▶ WHAT YOU WILL DO
Find every line in the material below that contains the word "black", and copy each of those lines.

--- Begin ---

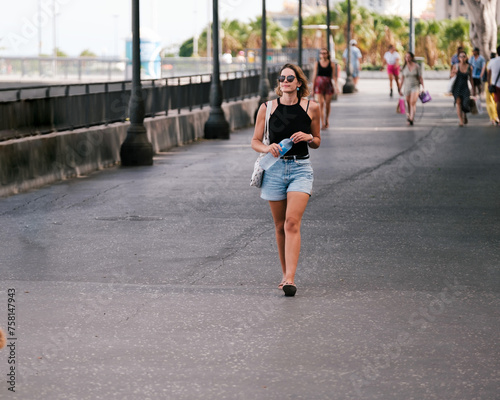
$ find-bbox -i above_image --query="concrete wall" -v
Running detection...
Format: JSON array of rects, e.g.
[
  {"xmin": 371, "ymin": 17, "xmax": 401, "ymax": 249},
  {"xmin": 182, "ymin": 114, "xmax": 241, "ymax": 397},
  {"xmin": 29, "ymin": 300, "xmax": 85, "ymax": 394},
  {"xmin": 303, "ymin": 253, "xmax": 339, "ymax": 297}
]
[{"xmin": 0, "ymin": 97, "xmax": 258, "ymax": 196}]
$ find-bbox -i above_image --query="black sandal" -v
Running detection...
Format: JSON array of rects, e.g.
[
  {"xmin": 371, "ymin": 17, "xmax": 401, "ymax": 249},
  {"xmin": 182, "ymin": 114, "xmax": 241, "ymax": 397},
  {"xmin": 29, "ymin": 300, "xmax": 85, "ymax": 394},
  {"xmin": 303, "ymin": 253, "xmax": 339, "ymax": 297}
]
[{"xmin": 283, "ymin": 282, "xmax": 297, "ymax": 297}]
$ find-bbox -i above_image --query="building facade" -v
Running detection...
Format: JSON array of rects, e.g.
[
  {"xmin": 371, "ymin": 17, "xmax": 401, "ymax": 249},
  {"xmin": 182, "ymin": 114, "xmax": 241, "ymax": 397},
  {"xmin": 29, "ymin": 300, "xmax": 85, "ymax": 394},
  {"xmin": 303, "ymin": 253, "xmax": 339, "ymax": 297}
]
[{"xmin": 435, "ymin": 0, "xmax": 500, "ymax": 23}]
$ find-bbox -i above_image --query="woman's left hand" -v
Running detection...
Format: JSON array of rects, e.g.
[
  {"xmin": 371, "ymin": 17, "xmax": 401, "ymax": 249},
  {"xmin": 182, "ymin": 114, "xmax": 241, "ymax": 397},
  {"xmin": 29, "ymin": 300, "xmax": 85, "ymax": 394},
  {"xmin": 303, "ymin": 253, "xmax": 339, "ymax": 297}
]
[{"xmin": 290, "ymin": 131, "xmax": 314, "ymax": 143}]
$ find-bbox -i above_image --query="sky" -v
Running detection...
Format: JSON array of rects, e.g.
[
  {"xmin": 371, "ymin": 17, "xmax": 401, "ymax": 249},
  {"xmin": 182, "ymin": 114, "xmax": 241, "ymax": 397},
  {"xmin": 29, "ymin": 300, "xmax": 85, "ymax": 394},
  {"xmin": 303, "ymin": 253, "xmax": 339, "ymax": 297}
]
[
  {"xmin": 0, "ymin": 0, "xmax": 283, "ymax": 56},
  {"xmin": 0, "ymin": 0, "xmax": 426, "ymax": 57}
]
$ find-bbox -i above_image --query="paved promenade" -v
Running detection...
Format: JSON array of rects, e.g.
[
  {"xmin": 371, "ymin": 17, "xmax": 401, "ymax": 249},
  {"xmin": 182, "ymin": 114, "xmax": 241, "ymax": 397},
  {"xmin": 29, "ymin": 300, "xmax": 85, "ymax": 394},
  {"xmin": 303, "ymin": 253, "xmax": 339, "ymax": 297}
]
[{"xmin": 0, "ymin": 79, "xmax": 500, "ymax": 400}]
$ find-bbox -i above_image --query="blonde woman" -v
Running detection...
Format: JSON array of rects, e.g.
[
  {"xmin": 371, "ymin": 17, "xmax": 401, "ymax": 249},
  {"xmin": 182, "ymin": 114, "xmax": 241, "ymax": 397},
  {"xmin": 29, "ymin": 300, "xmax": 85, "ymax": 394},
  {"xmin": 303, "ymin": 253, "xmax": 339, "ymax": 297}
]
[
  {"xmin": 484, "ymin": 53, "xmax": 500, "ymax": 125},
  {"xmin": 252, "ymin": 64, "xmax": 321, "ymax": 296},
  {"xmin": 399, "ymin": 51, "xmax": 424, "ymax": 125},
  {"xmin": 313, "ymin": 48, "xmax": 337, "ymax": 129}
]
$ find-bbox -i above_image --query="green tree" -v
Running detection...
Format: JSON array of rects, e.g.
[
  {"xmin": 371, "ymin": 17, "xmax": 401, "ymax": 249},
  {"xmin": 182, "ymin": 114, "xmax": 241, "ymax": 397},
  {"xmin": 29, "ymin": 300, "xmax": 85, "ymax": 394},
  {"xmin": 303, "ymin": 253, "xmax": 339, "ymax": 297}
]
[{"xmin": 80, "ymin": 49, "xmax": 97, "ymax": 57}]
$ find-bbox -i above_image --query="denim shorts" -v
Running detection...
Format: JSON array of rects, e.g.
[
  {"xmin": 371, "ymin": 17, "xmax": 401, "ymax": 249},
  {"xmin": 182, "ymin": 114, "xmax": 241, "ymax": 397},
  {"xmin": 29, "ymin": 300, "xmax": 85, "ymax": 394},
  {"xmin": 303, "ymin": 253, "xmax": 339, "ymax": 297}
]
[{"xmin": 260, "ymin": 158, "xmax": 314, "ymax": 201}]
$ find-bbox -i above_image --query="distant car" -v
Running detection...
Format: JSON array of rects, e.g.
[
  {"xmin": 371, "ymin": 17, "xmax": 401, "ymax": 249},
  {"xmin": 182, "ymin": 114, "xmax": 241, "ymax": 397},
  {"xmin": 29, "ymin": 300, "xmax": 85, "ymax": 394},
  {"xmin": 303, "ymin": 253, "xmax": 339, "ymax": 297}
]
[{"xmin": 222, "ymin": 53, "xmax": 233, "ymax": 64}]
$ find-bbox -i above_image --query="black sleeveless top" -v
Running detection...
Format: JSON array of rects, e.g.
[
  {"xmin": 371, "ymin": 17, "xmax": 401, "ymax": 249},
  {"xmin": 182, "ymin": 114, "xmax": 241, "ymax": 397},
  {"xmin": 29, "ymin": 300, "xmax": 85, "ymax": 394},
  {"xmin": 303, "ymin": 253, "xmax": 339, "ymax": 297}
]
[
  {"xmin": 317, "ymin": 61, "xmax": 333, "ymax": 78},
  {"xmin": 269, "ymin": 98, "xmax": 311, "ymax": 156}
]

--- End ---
--- Begin ---

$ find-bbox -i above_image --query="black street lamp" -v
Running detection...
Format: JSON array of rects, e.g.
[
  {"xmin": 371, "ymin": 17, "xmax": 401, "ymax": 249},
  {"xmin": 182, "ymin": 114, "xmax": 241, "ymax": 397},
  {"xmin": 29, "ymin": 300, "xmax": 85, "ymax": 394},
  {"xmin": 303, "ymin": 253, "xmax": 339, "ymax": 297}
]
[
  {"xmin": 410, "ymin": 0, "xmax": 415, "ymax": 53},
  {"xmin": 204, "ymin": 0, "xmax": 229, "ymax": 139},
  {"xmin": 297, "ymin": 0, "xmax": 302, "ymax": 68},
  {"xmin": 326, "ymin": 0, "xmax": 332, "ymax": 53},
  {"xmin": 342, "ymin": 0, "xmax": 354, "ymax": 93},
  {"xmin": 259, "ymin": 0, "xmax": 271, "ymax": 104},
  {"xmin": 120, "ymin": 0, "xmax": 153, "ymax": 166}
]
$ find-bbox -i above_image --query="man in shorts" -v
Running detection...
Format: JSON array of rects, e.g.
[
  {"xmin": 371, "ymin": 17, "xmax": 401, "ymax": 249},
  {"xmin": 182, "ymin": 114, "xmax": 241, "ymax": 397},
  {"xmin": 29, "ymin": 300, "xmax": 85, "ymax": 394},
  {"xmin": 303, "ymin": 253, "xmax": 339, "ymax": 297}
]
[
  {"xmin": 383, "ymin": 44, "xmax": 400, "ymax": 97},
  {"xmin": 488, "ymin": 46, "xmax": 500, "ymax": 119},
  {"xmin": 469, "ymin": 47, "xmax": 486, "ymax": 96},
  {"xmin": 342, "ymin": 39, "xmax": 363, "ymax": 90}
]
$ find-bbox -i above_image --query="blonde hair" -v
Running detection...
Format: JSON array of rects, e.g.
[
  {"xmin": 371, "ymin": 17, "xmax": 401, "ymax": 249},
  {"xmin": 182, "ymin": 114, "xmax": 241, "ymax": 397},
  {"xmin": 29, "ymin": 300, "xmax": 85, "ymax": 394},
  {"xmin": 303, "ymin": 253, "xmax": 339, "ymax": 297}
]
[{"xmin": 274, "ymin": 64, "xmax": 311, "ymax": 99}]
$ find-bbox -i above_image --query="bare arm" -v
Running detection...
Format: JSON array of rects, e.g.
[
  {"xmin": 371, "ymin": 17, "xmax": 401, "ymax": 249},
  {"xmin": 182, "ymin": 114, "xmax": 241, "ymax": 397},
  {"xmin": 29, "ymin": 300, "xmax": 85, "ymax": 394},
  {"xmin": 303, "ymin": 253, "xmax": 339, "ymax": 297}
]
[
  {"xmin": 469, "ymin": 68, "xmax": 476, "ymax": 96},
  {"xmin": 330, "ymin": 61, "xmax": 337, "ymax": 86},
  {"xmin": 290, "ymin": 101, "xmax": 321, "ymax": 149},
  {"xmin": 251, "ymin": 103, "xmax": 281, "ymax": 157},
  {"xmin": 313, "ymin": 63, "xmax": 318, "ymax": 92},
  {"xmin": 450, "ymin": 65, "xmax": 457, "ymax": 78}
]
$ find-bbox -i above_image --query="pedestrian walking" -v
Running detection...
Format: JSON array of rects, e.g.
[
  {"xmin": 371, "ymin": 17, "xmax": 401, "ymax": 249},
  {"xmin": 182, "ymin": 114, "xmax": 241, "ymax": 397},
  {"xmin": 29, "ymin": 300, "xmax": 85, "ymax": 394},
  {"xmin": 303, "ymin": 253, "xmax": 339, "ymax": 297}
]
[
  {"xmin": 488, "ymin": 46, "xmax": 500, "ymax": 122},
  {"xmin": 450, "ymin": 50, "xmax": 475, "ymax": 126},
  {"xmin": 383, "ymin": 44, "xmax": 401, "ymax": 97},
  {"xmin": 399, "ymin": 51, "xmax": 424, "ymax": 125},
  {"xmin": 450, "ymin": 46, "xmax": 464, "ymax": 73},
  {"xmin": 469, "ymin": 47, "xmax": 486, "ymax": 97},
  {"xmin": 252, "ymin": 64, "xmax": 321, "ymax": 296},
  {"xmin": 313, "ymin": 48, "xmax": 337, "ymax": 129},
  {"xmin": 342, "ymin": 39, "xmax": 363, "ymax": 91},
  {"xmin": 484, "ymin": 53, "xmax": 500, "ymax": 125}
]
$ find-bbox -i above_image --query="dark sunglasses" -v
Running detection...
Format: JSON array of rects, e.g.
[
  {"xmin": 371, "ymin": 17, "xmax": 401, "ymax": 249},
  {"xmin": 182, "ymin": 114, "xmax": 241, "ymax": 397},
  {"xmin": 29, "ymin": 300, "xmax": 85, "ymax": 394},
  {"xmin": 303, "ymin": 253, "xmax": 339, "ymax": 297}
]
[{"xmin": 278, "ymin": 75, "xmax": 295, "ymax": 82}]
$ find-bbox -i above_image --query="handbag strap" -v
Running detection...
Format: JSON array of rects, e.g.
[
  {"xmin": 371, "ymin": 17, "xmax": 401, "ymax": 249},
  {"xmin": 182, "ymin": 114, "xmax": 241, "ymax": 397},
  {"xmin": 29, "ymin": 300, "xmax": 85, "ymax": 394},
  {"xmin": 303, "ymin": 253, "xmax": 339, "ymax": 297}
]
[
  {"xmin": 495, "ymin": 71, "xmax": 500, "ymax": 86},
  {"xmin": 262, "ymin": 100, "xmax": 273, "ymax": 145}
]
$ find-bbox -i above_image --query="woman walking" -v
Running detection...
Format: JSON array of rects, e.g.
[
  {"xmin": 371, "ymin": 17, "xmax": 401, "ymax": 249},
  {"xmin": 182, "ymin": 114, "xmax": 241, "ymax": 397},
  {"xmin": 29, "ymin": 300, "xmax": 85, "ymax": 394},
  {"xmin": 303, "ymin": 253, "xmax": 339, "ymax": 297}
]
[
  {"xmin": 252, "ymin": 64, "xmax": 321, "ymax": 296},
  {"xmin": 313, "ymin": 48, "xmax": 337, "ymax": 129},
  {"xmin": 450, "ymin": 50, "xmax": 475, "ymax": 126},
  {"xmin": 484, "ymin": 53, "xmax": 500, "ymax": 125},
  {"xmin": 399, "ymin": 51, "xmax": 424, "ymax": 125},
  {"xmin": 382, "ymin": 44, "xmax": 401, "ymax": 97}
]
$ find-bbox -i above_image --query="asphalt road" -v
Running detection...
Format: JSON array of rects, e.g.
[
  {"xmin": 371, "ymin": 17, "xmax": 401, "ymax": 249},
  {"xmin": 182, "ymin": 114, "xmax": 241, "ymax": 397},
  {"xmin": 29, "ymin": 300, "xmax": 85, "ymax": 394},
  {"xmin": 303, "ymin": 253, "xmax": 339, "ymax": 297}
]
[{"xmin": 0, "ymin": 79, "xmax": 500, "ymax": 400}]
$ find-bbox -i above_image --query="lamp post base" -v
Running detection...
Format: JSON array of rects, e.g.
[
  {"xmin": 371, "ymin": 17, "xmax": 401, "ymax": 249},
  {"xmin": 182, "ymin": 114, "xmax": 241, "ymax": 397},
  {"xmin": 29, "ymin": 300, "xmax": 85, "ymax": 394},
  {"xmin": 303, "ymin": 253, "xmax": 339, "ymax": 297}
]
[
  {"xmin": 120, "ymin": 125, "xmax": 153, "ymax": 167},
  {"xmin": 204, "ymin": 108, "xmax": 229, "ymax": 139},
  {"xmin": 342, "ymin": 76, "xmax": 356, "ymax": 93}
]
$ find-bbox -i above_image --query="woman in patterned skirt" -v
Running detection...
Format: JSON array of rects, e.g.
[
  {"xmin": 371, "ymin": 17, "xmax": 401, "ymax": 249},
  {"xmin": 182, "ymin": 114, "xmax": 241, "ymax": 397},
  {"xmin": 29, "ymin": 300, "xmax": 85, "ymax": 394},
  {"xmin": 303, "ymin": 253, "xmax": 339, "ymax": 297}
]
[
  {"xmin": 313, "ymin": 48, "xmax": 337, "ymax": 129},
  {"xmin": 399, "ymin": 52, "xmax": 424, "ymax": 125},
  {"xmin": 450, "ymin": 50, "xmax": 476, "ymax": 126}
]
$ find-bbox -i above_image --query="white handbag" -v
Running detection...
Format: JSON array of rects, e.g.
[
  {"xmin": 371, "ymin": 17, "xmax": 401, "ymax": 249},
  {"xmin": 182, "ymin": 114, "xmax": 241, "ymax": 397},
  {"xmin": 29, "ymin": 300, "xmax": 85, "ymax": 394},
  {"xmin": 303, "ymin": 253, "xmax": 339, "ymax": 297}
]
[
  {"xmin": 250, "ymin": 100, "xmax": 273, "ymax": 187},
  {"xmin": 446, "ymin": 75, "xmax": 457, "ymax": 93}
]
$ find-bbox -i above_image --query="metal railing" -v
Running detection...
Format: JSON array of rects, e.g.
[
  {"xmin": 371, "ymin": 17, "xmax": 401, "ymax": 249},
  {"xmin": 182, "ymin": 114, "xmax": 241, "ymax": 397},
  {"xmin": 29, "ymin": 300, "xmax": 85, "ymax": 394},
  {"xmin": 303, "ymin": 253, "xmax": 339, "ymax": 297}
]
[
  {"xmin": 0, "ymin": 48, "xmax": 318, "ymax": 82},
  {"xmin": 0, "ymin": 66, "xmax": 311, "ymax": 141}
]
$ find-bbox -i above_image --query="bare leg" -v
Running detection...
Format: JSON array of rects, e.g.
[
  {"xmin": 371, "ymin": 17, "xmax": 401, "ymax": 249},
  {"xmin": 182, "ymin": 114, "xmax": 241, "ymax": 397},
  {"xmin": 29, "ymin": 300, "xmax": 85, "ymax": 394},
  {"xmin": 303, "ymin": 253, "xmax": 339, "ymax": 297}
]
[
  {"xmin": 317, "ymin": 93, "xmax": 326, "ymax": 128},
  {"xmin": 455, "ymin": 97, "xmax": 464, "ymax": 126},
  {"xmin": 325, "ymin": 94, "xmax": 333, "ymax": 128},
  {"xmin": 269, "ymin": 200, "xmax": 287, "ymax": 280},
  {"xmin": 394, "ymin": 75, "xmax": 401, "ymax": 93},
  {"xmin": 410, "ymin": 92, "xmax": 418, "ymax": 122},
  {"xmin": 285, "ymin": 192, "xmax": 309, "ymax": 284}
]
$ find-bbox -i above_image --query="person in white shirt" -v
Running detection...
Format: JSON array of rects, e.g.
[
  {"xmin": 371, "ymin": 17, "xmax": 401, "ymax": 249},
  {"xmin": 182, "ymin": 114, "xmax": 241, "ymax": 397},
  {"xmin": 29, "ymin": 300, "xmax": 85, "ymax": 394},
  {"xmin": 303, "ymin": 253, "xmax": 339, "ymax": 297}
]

--- End ---

▶ PROBLEM SOLUTION
$ find-bbox -i above_image --query="black sandal" -v
$ find-bbox -i above_image --query="black sleeveless top" -v
$ find-bbox -i above_image --query="black street lamp" -v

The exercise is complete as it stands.